++++ Trecho selecionado
Os ideais de modernidade europeia demoraram a serem compreendidas dentro do debate, e sempre de forma tensa e conflitante com a tradição intelectual. Mesmo após a proclamação da República da China (1912–1949) com Sun Yat-Sen (1866–1925) na revolução de 1911 e uma tentativa direta na implantação de um governo nos moldes democrático-liberal, tais eventos culminariam em um período de “tutelagem política de tempo indefinido” sob a liderança de seu partido, o Kuomintang, fundado em 1894.

Movimentos como o do Quatro de Maio⁴ (1919), mesmo assumindo uma postura anti-confuncionista de bases liberais e democráticas, até conquistando pequenas vitórias, teria dificuldade de bater de frente com o peso da tradição.

4. Movimento anti-imperialista, cultural e político de manifestações estudantis contra a fraca resposta do governo chinês ao Tratado de Versalhes, após o fim da Primeira Guerra Mundial (1914–1919).

Guerra, revolução e reascensão

A primeira metade do século XX não apresentaria melhora, um país fragmentado e controlado entre senhores da guerra regionais (após a morte de Sun Yat-Sen), a ocupação japonesa da Manchúria (1931–1932), os portos dos tratados desiguais europeus e a crescente tensão no campo com os revolucionários socialistas chineses escalaria em 1937, com a invasão japonesa do continente, dando início à Segunda Guerra Sino-Japonesa (1937–1945). Estimativas de mortes neste conflito variam, porém todas são na casa dos milhões de vidas perdidas.
++++++++
++++ Registros extraídos
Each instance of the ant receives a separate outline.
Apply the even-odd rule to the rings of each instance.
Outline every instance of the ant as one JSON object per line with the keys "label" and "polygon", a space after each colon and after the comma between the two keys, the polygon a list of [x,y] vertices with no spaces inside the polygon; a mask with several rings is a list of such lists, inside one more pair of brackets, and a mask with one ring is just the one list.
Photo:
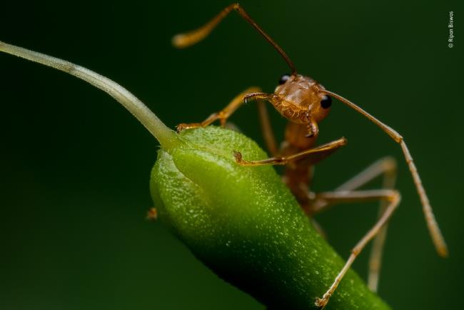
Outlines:
{"label": "ant", "polygon": [[[376,161],[333,191],[317,194],[311,191],[309,186],[313,178],[313,166],[347,143],[347,140],[342,137],[319,146],[315,146],[319,135],[318,124],[328,115],[332,103],[331,98],[338,99],[368,118],[400,144],[420,199],[427,226],[435,247],[440,256],[443,257],[448,256],[446,244],[433,216],[432,208],[413,161],[413,157],[403,136],[350,101],[326,89],[314,79],[297,74],[293,63],[282,48],[264,32],[239,4],[229,5],[208,23],[196,30],[176,35],[173,37],[173,44],[178,48],[185,48],[203,40],[233,11],[236,11],[248,22],[277,50],[290,67],[291,74],[282,76],[273,93],[267,94],[261,91],[261,89],[257,87],[251,87],[238,95],[222,111],[212,114],[201,123],[181,124],[177,126],[178,131],[206,126],[216,120],[219,120],[221,125],[223,126],[231,115],[242,104],[256,101],[265,141],[273,157],[258,161],[246,161],[242,158],[240,152],[234,151],[236,161],[238,164],[243,166],[286,165],[286,169],[283,176],[283,181],[310,217],[336,204],[380,201],[377,222],[353,248],[348,261],[336,277],[332,285],[322,298],[316,298],[316,306],[322,308],[326,306],[356,256],[366,244],[374,238],[374,244],[369,261],[368,286],[371,290],[376,291],[387,222],[400,200],[400,193],[393,189],[396,179],[396,164],[395,160],[390,157]],[[276,146],[273,136],[265,101],[271,104],[283,117],[289,121],[285,131],[285,141],[279,149]],[[383,177],[383,189],[358,189],[380,176]]]}

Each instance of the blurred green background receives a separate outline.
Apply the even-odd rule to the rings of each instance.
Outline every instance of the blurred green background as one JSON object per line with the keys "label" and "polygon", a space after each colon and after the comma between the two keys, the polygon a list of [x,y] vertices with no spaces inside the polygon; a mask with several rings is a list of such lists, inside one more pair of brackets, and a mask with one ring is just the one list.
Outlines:
{"label": "blurred green background", "polygon": [[[189,49],[170,45],[228,1],[83,1],[0,4],[0,40],[102,74],[169,126],[198,121],[251,85],[272,91],[288,69],[232,15]],[[299,72],[403,134],[450,256],[439,258],[400,147],[334,103],[321,143],[348,146],[318,166],[332,189],[375,159],[398,159],[403,201],[390,222],[380,294],[395,309],[458,309],[462,229],[462,7],[458,1],[243,1]],[[454,11],[455,47],[448,47]],[[157,143],[102,91],[56,70],[0,54],[1,309],[262,309],[218,279],[159,224],[150,169]],[[279,139],[285,121],[273,111]],[[232,121],[263,145],[256,109]],[[378,184],[374,184],[374,186]],[[340,206],[318,219],[347,257],[376,216],[375,204]],[[368,251],[354,268],[365,276]]]}

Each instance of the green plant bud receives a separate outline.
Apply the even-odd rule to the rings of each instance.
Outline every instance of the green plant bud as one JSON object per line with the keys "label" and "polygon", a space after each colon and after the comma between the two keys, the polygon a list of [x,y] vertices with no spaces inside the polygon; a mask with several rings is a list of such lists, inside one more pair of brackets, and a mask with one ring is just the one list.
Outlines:
{"label": "green plant bud", "polygon": [[[269,309],[308,309],[343,261],[321,236],[273,167],[242,166],[266,158],[236,131],[209,126],[184,131],[161,148],[151,189],[161,221],[224,280]],[[326,309],[387,309],[349,271]]]}

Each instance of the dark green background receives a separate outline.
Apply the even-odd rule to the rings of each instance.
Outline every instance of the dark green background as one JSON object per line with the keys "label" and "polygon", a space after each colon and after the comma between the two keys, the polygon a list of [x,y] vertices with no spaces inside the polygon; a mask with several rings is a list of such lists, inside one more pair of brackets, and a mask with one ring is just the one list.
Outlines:
{"label": "dark green background", "polygon": [[[118,81],[171,127],[203,119],[248,86],[271,91],[288,71],[235,15],[196,46],[171,46],[173,34],[199,26],[228,1],[9,2],[0,4],[0,40]],[[464,18],[457,1],[422,3],[243,4],[301,73],[405,136],[448,241],[448,259],[434,251],[400,147],[339,102],[321,124],[321,142],[345,136],[348,146],[318,166],[314,187],[330,189],[383,156],[396,157],[403,201],[389,229],[380,294],[398,309],[458,309]],[[144,220],[158,146],[118,104],[74,77],[6,54],[0,81],[0,309],[263,308],[218,279],[159,224]],[[281,137],[285,122],[272,117]],[[253,104],[232,119],[262,144]],[[375,216],[375,204],[349,205],[318,220],[347,257]],[[368,256],[354,265],[363,276]]]}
++++++++
Prossiga o texto sobre a história política da China no início do século XX, começando logo após a última frase, sobre as estimativas de mortes na Segunda Guerra Sino-Japonesa.

É durante e após este imbróglio de caos e guerra que se inicia a discussão da revolução comunista após a Revolução da China e a rendição japonesa. Mao Tsé-Tung assume a liderança do Partido Comunista Chinês em 1945 e seus escritos sobre marxismo (Livro Vermelho) marcariam o debate no país, imerso na mesma tensão anterior: o passado do pensamento milenar chinês frente a ideias europeias, neste caso o marxismo ou marxismo-leninismo soviético.

Mao Tsé-Tung e o Livro Vermelho, que reunia um compilado de seus pensamentos Fonte: wikipédia e shaddad.tumblr

O que aconteceu daí para frente é de conhecimento comum: a reconstrução e coletivização no pós-Segunda Guerra, o desastroso Grande Salto para Frente (1958–1960), a Revolução Cultural, a morte de Mao e a sucessão de Deng Xiaoping (1904–1997) à liderança do partido.

5. Campanha lançada por Mao Tsé-Tung, visando a industrialização e a equidade em tempo recorde, acelerando a coletivização do campo através da Reforma Agrária e da industrialização urbana, que acabou por culminar na Grande Fome Chinesa (1959 e 1961).

6. Campanha político-ideológica colocada em prática por Mao Tsé-Tung após 1966 com o objetivo de neutralizar a crescente oposição de setores menos radicais do PCC, em decorrência do fracasso do plano econômico Grande Salto Adiante.

Aqui em geral começa a China que conhecemos hoje, e consequentemente, as confusões. O reposicionamento da China após o seu afastamento da URSS, a reaproximação com o primeiro mundo e a eventual abertura para uma abertura econômica na Era Xiaoping (1976–1989).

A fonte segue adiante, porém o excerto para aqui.